* AUSGEWÄHLTER AUSZUG:
────

Der Fahrerverschleiß an der Seite Max Verstappens bei Red Bull Racing war in den vergangenen Jahren groß. Daniel Ricciardo flüchtete noch selbst vor Red Bulls Wunderkind in Richtung Renault, danach setzten Pierre Gasly und Alexander Albon keinen Stich gegen den Niederländer. Speziell der Franzose zerbrach daran komplett und blühte erst nach einer Rolle rückwärts zu AlphaTauri wieder richtig auf. Albon lieferte 2020 trotz aller Chancen bis zum Saisonfinale nie die gewünschten und nötigen Ergebnisse für eine starke Nummer zwei.

Deshalb ersetzte Red Bull den Briten mit thailändischen Wurzeln durch Sergio Perez. Der Mexikaner hatte gerade trotz der Saison seines Lebens nach vielen Jahren sein Cockpit bei Racing Point verloren. Lawrence Stroll wollte für die Neuaufstellung des Teams als Aston Martin lieber einen Fahrer mit Prädikat Weltmeister in seinem Auto sehen und verpflichtete Sebastian Vettel.

────

* DEINE AUFGABEN:
1. Nenne alle Rennställe, die im Auszug über die Teamkollegen Max Verstappens erwähnt werden.
2. Warum ersetzte Red Bull laut dem Auszug über die Teamkollegen Max Verstappens Alexander Albon durch Sergio Perez?
3. Welchen Fahrer verpflichtete Lawrence Stroll laut dem Auszug über die Teamkollegen Max Verstappens für sein Team?

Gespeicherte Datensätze

────

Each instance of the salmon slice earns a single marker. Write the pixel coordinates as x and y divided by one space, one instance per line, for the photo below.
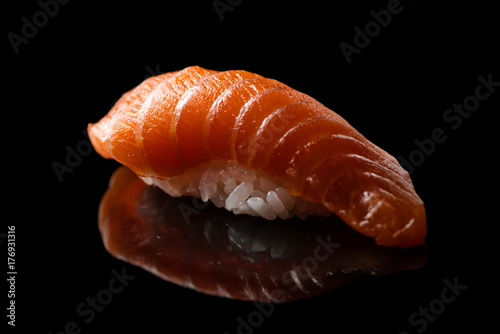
254 112
278 123
254 145
190 113
222 115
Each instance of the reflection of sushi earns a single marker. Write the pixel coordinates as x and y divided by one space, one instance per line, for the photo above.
256 146
238 256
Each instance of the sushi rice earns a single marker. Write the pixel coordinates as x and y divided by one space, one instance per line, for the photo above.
239 190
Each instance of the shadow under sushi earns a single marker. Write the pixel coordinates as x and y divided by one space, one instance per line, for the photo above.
202 247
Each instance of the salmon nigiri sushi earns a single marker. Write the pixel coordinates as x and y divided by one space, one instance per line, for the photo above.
255 146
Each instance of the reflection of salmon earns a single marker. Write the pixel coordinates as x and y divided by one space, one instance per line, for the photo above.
173 127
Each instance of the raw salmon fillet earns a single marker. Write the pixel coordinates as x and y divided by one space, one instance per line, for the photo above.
173 128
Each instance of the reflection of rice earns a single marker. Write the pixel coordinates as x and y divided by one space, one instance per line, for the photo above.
240 190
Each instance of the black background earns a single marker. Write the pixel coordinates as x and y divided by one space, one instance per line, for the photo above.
396 90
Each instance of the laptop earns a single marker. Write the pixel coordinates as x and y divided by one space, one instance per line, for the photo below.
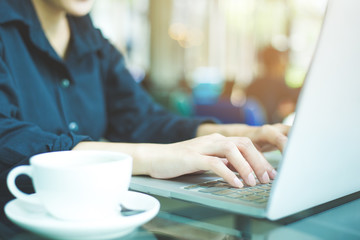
321 161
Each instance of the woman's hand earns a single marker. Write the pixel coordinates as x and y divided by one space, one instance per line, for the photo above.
214 152
265 138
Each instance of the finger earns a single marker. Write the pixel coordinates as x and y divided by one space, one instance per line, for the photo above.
256 160
219 168
276 135
228 149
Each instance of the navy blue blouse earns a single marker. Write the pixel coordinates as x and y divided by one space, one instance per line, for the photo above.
51 104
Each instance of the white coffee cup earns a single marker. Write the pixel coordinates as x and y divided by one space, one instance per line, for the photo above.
76 185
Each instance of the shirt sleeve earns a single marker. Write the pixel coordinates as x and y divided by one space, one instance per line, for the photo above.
19 140
133 116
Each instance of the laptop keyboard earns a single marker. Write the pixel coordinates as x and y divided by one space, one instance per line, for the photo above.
258 194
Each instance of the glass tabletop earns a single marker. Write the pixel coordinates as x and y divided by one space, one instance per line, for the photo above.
183 220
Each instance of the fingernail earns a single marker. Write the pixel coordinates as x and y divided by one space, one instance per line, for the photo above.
238 183
251 180
265 177
274 173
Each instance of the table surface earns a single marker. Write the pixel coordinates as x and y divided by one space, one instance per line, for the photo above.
182 220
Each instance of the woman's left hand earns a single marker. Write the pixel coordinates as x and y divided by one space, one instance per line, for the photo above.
265 138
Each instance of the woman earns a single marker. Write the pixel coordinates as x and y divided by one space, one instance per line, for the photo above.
64 87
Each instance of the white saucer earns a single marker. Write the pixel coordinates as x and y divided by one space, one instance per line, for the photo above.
37 220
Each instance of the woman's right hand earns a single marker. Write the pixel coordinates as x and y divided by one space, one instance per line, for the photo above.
214 152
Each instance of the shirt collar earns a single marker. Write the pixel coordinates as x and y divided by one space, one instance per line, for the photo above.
85 38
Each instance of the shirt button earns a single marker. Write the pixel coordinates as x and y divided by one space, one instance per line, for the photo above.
73 126
65 83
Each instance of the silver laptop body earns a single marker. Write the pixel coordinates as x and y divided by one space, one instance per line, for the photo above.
321 161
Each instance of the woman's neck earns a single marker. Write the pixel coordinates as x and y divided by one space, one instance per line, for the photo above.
55 25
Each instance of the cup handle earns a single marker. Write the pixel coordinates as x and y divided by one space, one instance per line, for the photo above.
13 174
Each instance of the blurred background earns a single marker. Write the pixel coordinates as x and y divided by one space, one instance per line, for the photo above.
237 60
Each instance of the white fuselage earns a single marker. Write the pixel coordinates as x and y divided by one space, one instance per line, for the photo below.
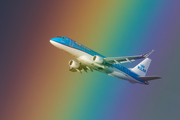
86 59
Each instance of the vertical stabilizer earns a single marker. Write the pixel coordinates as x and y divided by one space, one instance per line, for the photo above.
141 68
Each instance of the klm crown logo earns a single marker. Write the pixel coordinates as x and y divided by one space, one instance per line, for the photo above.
142 68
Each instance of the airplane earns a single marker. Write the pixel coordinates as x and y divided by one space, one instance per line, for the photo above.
87 59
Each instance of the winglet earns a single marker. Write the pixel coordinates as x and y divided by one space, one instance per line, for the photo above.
147 54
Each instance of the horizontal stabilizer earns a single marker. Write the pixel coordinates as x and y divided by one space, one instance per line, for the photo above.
148 78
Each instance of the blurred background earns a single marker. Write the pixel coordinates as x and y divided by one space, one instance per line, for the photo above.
35 81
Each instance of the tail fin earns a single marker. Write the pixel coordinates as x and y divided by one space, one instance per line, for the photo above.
141 68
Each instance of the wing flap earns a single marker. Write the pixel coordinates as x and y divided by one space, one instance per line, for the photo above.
113 60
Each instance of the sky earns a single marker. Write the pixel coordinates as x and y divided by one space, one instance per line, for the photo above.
35 81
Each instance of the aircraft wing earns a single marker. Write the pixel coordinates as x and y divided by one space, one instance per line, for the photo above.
117 60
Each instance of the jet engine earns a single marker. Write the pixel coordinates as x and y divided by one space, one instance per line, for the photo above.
98 59
73 64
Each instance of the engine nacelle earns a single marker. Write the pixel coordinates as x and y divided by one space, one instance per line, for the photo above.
98 59
74 64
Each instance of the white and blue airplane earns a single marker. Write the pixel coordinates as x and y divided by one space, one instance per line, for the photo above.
88 59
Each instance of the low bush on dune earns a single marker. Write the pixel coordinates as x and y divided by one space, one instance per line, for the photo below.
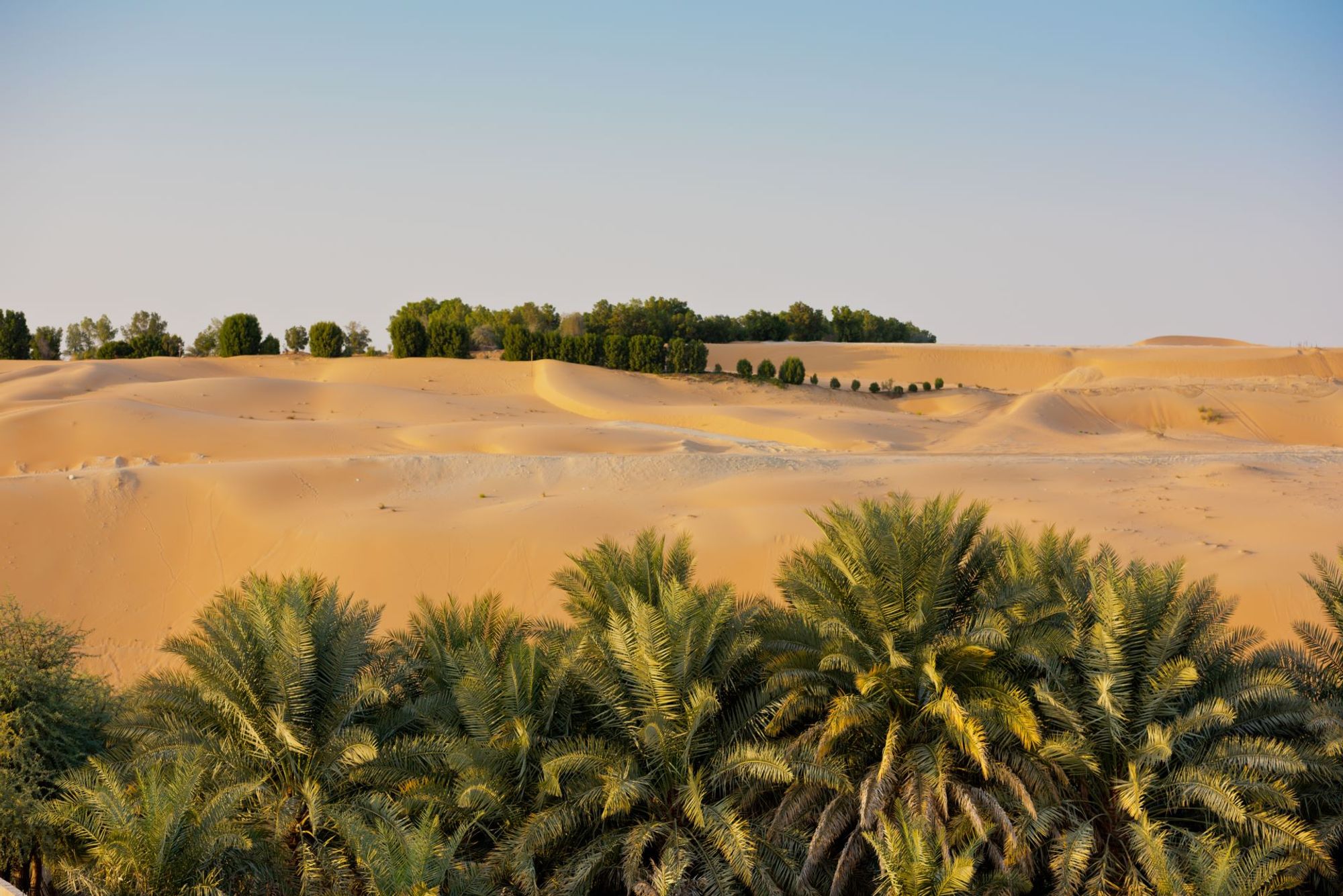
327 340
933 701
240 334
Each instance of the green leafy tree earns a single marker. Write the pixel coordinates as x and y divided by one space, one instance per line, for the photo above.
296 338
899 668
15 340
448 338
1156 721
410 338
793 372
207 341
616 348
46 344
162 830
357 338
276 687
669 791
647 354
805 323
327 340
52 719
240 334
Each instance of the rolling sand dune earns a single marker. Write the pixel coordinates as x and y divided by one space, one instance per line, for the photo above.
132 490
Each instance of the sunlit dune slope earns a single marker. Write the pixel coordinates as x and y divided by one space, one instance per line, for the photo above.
132 490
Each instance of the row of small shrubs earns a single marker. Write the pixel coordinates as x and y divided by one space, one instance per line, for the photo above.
639 353
792 372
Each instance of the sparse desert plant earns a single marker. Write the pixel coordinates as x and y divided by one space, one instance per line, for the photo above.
327 340
240 334
647 354
616 350
410 338
296 338
793 372
448 338
46 344
15 340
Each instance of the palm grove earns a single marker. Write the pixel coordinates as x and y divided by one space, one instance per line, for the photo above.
453 328
934 707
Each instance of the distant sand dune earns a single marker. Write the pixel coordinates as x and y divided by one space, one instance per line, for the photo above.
132 490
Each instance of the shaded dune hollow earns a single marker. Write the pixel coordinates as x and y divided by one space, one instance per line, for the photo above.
134 490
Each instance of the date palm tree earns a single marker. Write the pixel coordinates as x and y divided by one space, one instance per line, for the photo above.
899 666
668 791
1157 728
159 831
277 687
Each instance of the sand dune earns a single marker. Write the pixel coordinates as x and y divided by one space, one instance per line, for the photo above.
132 490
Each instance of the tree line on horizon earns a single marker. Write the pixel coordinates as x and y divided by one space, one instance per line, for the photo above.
451 328
934 707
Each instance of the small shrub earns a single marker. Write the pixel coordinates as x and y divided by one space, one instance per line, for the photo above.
46 344
647 354
15 340
115 349
678 361
698 354
589 349
327 340
448 338
410 340
296 338
518 344
240 334
617 352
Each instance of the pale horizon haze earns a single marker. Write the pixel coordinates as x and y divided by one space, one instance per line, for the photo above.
1016 173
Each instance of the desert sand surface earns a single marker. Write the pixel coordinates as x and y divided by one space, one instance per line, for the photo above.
134 490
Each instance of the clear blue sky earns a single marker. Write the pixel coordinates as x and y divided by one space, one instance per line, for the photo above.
997 172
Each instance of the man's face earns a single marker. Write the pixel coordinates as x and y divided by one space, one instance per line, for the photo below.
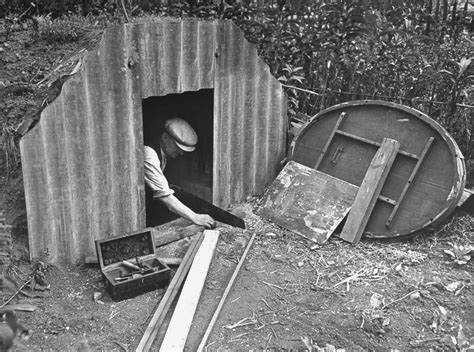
170 147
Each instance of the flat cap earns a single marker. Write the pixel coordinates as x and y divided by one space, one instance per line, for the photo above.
182 133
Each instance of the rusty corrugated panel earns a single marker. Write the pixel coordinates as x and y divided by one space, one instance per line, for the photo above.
250 119
82 163
82 171
176 56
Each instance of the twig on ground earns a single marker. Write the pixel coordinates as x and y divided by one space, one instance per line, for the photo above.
263 300
399 299
273 285
242 322
268 340
121 346
352 277
17 292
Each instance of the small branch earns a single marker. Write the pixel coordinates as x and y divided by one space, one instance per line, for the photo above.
17 292
399 299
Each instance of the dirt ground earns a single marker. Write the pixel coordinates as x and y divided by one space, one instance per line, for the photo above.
290 295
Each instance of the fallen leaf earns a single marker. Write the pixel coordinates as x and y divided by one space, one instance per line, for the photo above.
453 286
443 310
450 253
376 301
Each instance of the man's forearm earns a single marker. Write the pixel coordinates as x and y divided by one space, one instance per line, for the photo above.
177 207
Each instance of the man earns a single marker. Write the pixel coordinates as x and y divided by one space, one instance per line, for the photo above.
177 138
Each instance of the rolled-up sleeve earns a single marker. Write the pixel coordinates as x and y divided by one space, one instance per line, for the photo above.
154 176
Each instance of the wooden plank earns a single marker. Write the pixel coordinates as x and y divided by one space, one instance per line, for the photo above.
377 144
331 136
174 231
369 190
170 294
202 345
409 182
178 328
307 202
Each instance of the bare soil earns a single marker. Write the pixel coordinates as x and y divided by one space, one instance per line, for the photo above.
290 294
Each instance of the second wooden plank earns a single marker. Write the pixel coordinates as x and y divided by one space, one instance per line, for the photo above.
369 190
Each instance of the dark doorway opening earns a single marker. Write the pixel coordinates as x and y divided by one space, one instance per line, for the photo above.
191 171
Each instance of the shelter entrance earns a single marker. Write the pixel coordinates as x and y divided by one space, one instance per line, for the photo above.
191 171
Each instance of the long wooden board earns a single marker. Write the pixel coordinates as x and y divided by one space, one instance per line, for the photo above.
307 202
178 328
167 300
369 190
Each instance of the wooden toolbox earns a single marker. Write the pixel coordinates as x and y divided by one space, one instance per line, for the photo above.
129 264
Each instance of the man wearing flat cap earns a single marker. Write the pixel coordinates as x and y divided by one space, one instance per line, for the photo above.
178 137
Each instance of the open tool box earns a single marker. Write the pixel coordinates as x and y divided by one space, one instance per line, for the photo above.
129 265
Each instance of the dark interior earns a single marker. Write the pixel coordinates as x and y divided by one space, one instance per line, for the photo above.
191 171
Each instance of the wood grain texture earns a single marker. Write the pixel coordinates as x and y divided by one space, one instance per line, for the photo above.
369 191
440 178
307 202
170 294
178 328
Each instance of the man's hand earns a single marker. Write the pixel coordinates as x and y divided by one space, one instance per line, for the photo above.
205 220
175 205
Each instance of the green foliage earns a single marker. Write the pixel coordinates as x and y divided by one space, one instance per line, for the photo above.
60 30
414 53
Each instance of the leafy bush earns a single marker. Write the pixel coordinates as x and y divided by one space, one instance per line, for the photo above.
64 29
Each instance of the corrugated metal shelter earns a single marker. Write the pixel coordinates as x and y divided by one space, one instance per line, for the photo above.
83 161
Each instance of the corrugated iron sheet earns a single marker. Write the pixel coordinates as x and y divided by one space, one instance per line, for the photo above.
82 163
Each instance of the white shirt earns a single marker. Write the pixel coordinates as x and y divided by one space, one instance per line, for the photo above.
154 176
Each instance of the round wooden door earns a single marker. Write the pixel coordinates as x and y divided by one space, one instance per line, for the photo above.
425 181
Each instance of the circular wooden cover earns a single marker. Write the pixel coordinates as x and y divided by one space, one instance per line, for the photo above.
425 181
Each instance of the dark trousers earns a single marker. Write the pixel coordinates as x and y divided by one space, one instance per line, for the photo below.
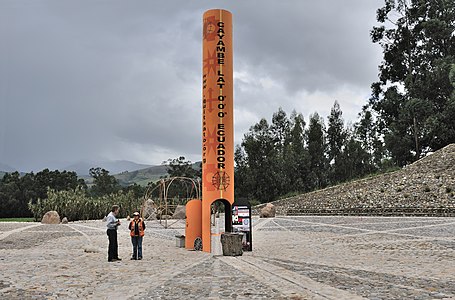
137 246
112 252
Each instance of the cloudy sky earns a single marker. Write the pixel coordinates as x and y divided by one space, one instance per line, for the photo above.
121 80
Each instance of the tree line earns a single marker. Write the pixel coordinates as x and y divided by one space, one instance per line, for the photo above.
411 112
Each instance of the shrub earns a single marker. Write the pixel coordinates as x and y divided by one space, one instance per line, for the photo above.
77 205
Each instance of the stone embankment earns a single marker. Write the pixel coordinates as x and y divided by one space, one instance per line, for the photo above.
424 188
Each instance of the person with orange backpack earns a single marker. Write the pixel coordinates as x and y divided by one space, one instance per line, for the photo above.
137 227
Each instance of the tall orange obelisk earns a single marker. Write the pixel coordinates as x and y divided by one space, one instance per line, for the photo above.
217 115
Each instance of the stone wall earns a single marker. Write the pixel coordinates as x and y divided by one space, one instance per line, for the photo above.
425 188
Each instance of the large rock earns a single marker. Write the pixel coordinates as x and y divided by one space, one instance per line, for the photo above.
180 212
51 217
232 244
268 211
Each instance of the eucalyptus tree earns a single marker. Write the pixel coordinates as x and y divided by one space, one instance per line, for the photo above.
413 95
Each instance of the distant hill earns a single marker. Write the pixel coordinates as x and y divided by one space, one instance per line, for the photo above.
143 176
114 167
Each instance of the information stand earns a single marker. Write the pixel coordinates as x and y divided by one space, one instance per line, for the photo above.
242 223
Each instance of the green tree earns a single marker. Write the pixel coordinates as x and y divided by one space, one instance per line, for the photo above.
336 138
318 162
296 159
413 95
261 154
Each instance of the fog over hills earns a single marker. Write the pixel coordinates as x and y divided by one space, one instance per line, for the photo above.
6 168
114 167
82 168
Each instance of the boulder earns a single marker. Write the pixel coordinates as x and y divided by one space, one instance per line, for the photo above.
51 217
180 212
268 211
231 244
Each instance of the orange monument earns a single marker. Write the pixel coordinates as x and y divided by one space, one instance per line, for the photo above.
217 125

────

* ENDERGEBNISSE:
1. Red Bull Racing, Renault, AlphaTauri, Racing Point und Aston Martin.

2. Albon lieferte 2020 trotz aller Chancen bis zum Saisonfinale nie die gewünschten und nötigen Ergebnisse für eine starke Nummer zwei. Deshalb holte Red Bull Sergio Perez an seine Stelle.

3. Sebastian Vettel.